--- START ---

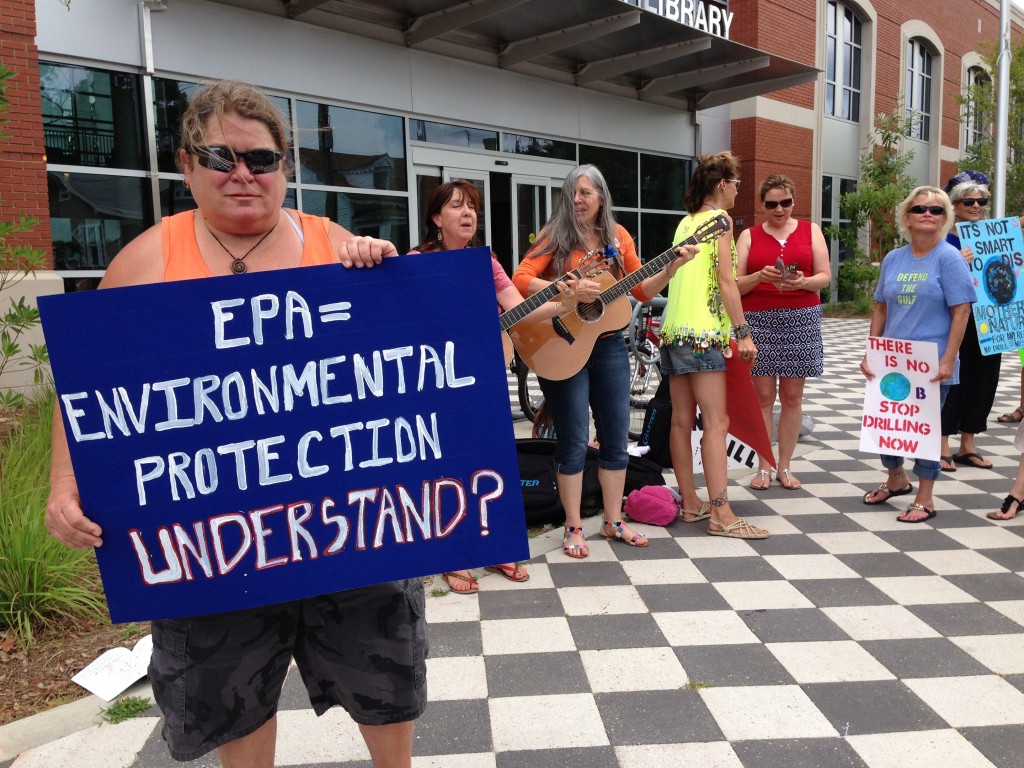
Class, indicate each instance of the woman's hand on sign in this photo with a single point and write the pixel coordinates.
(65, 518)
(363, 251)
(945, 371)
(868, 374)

--- END ---
--- START ---

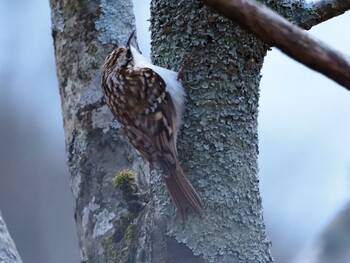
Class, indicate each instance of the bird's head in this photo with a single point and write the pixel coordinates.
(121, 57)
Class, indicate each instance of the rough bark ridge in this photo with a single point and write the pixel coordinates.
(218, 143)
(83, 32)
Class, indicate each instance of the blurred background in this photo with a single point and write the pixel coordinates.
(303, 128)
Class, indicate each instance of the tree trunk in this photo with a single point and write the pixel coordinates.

--- END ---
--- START ---

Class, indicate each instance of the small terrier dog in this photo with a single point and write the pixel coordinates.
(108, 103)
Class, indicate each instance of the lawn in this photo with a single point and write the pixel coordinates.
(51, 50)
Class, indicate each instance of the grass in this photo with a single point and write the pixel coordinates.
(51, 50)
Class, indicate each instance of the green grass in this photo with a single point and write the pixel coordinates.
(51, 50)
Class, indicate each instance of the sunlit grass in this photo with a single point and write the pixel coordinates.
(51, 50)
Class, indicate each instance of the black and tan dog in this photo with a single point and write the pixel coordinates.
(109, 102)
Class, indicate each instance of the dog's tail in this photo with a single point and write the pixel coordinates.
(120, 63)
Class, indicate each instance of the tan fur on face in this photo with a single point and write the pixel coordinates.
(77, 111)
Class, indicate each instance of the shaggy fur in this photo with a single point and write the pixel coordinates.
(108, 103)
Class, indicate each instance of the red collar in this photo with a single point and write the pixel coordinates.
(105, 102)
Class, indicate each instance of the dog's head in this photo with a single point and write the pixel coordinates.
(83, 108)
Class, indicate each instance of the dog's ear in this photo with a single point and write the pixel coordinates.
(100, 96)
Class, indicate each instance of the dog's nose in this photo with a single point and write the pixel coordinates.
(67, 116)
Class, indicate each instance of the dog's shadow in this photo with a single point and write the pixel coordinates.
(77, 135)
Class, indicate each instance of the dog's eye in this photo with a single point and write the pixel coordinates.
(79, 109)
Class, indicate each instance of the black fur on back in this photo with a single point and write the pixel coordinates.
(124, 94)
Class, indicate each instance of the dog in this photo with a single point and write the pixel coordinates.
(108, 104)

--- END ---

Go through the material above and output exactly the lines from the one containing "Class, indicate each instance of the rough" through the one containing "Class, indicate each instance of the tree".

Class, indicate each instance of the rough bark ridge in this photo with a single point and write the pixel coordinates.
(218, 143)
(83, 32)
Class, indicate each instance of the blurred background in this photo with a single point and write the pixel coordinates.
(303, 128)
Class, indicate each instance of the tree trunk in this photo with a single point and write the pixel coordinates.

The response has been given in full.